**Problems to solve:**
1 – In the psychiatric unit text, what kind of hinges were all the doors hung with?
2 – Quote the psychiatric unit text word for word, everything from "All doors in" down to "and bathroom fixtures.".

**Page text:**
+ + + + +

All doors in the unit were hung with anti-barricade hinges, allowing staff members to open the door from the outside if needed. Caulk used throughout the unit is pick-resistant. All patient rooms are located on the exterior walls of the unit, so impact-resistant windows were installed into each room in front of the building’s existing exterior windows. The furniture and chairs are extremely heavy and sit on wide bases versus individual legs. Throughout the unit, anti-ligature elements were installed, including specialty door handles and bathroom fixtures.
Why this Project is Special
The Child & Adolescent Psychiatric Unit goes beyond simply providing a space for patients in need of treatment but provides them with a space that helps to minimize psychological stresses and encourages the use of de-escalation measures taught in treatment. The warm paint colors, nature-inspired artwork, cozy furniture, and padded chill-out coves were all selected to provide a welcoming, non-clinical space for patients. What was built was a space that does not sacrifice quality or safety yet deviates greatly from the ‘institutional’ feel of psychiatric spaces of the past. These design elements also support UMMC’s commitment to incorporating an “on-stage, off-stage” method of care to patients.

+ + + + +

**Dataset extract:**

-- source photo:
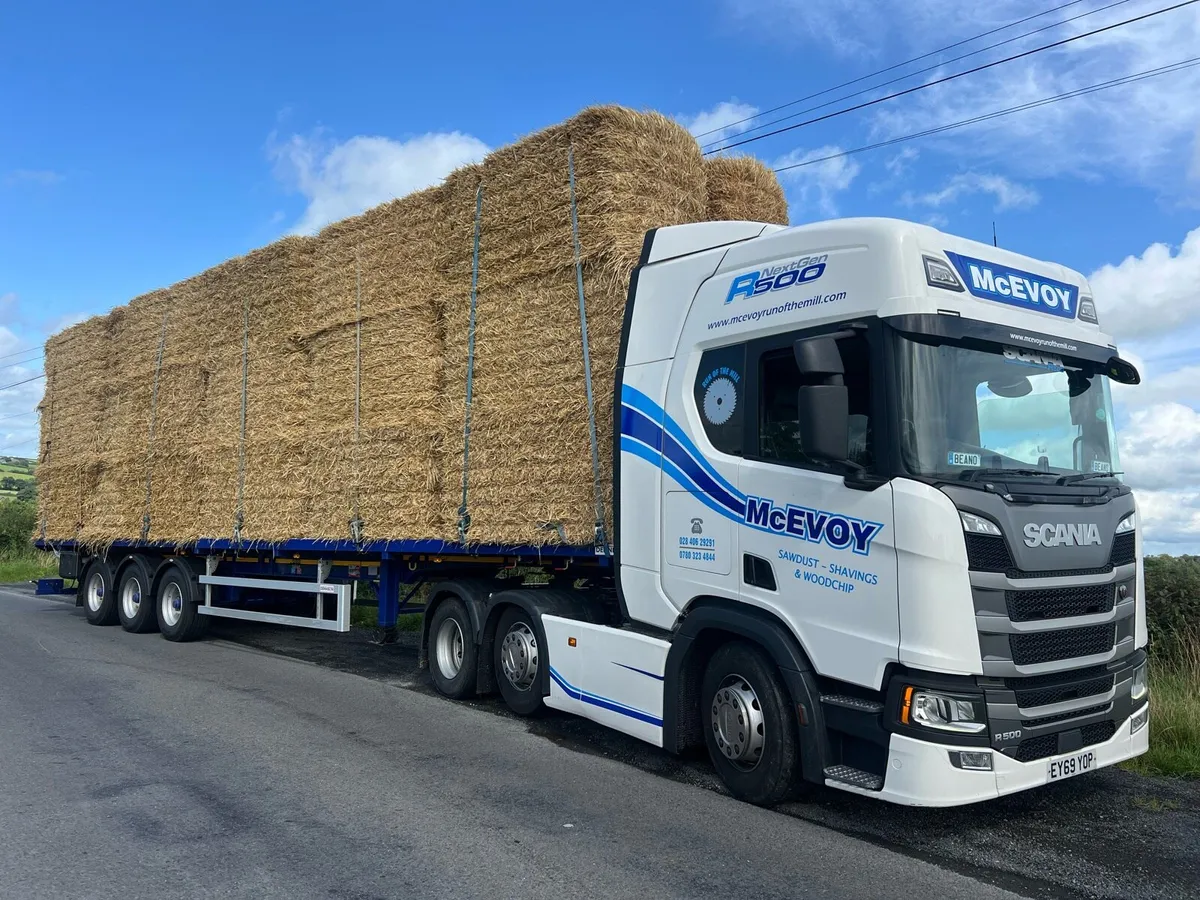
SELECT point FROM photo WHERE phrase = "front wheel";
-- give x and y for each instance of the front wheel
(750, 730)
(519, 661)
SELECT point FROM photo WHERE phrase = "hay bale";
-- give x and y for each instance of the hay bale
(743, 189)
(378, 305)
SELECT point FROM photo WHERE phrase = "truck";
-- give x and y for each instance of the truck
(869, 531)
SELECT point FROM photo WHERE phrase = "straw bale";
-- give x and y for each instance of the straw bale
(634, 172)
(743, 189)
(377, 306)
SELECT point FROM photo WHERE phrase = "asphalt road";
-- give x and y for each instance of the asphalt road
(131, 767)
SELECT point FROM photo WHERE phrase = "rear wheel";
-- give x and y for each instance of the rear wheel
(135, 601)
(177, 607)
(99, 598)
(519, 661)
(750, 733)
(453, 651)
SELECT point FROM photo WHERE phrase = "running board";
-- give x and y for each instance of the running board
(855, 778)
(856, 703)
(341, 593)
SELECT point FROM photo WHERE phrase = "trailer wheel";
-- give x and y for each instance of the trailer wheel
(136, 604)
(517, 661)
(175, 604)
(453, 651)
(750, 731)
(99, 598)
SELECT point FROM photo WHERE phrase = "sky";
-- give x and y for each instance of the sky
(142, 143)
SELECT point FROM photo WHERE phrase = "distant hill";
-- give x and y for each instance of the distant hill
(15, 472)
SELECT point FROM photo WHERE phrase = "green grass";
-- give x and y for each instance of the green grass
(1174, 712)
(27, 565)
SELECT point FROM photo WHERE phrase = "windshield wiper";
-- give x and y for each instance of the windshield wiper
(975, 474)
(1085, 477)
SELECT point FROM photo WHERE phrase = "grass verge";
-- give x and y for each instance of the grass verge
(28, 565)
(1174, 712)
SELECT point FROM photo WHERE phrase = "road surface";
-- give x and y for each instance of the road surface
(131, 767)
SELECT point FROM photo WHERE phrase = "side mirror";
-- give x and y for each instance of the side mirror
(822, 409)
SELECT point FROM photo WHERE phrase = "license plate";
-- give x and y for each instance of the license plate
(1075, 765)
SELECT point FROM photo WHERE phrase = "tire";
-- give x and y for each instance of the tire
(454, 654)
(99, 597)
(135, 601)
(175, 604)
(519, 661)
(749, 727)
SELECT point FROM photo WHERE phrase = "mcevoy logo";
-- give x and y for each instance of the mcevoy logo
(1056, 535)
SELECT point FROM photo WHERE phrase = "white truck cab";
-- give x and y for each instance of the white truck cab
(870, 529)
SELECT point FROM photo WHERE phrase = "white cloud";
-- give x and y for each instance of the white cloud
(719, 123)
(1153, 294)
(341, 180)
(1008, 195)
(813, 187)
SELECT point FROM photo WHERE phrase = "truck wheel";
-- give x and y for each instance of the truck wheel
(750, 730)
(99, 598)
(135, 601)
(175, 603)
(453, 649)
(517, 664)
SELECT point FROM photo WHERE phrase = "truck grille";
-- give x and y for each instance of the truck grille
(1032, 694)
(1063, 717)
(1059, 603)
(988, 553)
(1065, 643)
(1122, 549)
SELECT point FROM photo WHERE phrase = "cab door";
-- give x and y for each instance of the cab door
(816, 552)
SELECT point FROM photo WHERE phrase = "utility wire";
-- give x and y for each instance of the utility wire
(918, 72)
(17, 384)
(1045, 101)
(958, 75)
(889, 69)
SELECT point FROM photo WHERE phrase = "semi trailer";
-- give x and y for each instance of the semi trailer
(869, 531)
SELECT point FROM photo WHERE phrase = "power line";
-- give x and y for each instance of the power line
(23, 363)
(17, 384)
(1032, 105)
(957, 75)
(713, 144)
(889, 69)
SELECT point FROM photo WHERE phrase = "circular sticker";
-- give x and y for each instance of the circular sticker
(720, 400)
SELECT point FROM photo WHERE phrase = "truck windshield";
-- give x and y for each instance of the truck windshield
(972, 407)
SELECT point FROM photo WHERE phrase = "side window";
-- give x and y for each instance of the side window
(720, 395)
(779, 378)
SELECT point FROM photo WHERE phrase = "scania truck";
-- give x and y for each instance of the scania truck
(869, 531)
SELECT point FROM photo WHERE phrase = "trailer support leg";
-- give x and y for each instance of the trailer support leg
(390, 577)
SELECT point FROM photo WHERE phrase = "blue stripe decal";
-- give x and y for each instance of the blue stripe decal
(603, 702)
(640, 671)
(639, 401)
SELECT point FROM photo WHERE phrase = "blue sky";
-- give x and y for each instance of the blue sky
(145, 142)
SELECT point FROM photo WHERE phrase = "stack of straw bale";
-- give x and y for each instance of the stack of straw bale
(316, 388)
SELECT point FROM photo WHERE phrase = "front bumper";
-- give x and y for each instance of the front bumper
(919, 773)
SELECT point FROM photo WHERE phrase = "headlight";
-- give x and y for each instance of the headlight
(945, 712)
(940, 275)
(978, 525)
(1139, 683)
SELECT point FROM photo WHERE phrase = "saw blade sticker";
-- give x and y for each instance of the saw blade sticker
(720, 400)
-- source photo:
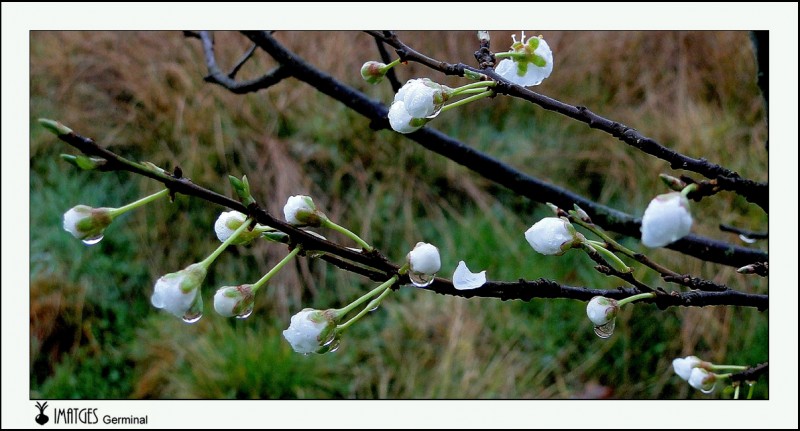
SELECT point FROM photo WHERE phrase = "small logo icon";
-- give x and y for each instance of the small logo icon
(41, 418)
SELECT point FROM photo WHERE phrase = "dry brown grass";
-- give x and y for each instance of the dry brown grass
(142, 94)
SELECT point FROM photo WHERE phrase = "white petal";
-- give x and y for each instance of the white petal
(666, 220)
(464, 279)
(424, 258)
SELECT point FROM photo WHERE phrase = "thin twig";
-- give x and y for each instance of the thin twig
(376, 266)
(494, 170)
(755, 192)
(216, 76)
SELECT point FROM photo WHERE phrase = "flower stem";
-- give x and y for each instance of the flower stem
(610, 257)
(478, 96)
(385, 285)
(714, 367)
(613, 245)
(257, 285)
(372, 304)
(473, 86)
(147, 199)
(688, 189)
(624, 301)
(328, 223)
(384, 69)
(210, 259)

+ + + + +

**Per-task answers:**
1 – Anti-barricade hinges.

2 –
All doors in the unit were hung with anti-barricade hinges, allowing staff members to open the door from the outside if needed. Caulk used throughout the unit is pick-resistant. All patient rooms are located on the exterior walls of the unit, so impact-resistant windows were installed into each room in front of the building’s existing exterior windows. The furniture and chairs are extremely heavy and sit on wide bases versus individual legs. Throughout the unit, anti-ligature elements were installed, including specialty door handles and bathroom fixtures.